● Brief A:
According to the article about pole vaulter Molly Caudery, how long did she spend in a boot while her ankle healed?
● Brief B:
In the article about Molly Caudery, rewrite the passage starting at "But her ankle" and ending at "in the making.", changing "positive" to "optimistic".
● Brief C:
Extend the article about Molly Caudery's comeback, picking up after its final sentence.

Molly Caudery is hoping for third time lucky. The European and Commonwealth Games medallist’s last two major championships have ended in heartbreak. She entered the Paris Olympics as the hot favourite, having recently broken the British pole vault record and as the reigning indoor world champion, but failed to make the final.
Last year’s World Championships in Tokyo was supposed to be her redemption tour. Instead, a freak injury in the warm-up meant she had to be taken off the track in a wheelchair, in floods of tears. She sustained bone bruising and ruptured ligaments, including her anterior talo-fibular ligament (ATFL), and was told her ankle would be unstable for the rest of her life.
But her ankle has healed, she is back in form, and despite all that she has gone through she is unshakeably positive ahead of a return to the World Indoor Championships, one of the competitions which first marked her out as a star in the making.
“You have to kind of give yourself that time to, it sounds silly, but grieve that moment,” she says. “I've experienced it twice in two years now, with Paris and then Tokyo.” Pole vaulting is a family affair; her parents are both former pole vaulters, as is her brother. Doctors ran her through her options, including surgery, but six weeks in a boot did the trick, as it healed of its own accord.

● Record set:
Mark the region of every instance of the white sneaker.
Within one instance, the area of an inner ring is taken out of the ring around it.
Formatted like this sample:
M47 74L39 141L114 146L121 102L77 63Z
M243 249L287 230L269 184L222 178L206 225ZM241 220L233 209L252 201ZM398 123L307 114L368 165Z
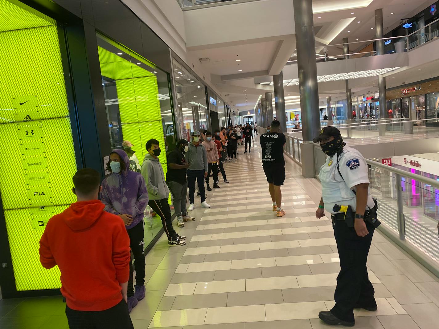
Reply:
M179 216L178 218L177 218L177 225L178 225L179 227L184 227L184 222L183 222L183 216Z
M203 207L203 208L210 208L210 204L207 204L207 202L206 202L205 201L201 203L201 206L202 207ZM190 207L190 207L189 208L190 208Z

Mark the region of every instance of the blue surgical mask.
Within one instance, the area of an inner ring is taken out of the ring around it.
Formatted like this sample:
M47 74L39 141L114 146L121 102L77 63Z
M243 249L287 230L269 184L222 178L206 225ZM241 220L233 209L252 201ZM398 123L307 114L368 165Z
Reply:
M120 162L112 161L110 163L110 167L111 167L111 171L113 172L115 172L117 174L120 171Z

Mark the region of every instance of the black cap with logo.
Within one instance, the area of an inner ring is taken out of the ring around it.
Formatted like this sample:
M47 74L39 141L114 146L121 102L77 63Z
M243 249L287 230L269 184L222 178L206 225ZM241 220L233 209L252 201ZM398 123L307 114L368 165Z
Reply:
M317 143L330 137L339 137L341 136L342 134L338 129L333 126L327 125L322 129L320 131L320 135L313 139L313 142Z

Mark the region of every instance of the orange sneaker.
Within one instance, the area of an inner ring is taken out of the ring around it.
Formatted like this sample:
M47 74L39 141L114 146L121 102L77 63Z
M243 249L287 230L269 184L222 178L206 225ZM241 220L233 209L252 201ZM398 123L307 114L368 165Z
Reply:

* * *

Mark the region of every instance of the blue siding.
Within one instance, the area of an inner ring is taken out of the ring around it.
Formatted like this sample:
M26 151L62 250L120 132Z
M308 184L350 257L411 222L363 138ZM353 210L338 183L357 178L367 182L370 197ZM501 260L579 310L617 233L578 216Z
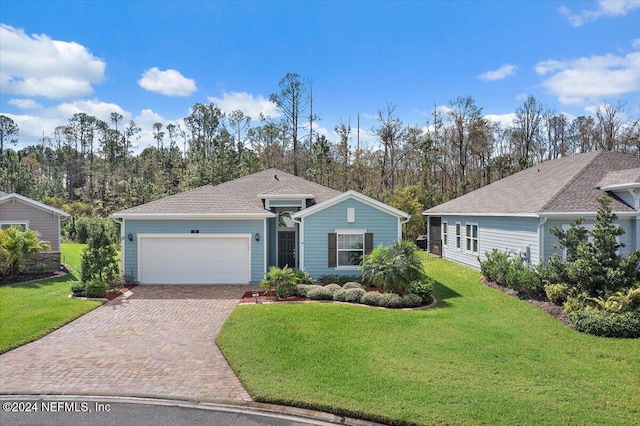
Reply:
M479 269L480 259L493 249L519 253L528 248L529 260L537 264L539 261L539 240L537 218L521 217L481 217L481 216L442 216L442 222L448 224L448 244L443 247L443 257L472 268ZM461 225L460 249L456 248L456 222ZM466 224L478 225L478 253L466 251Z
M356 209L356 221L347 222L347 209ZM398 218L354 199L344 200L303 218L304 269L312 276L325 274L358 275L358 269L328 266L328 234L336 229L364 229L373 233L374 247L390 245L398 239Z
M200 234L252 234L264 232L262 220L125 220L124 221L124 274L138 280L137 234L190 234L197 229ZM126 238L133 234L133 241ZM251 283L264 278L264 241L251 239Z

● Output A:
Six weeks.

● Output B:
But her ankle has healed, she is back in form, and despite all that she has gone through she is unshakeably optimistic ahead of a return to the World Indoor Championships, one of the competitions which first marked her out as a star in the making.

● Output C:
Her rehab wasn’t all smooth sailing: a three-week training camp in South Africa this January proved more difficult than she had anticipated. “Mentally I've never struggled as much as I did,” she says. “I was so lost. I was scared of pole vault, and I have never in my life been scared of pole vault.” She and her coach took it one step at a time, and on her return to Loughborough “something clicked”.
Torun is set to be her long-delayed second chance. “This year, because I've missed most of the indoor season, because of my injury, I've just been sat at home watching everyone compete,” she says. “And it's like, it's just building this fire in me. Of course, I just want to go there and do my best. But there's definitely a fire simmering.”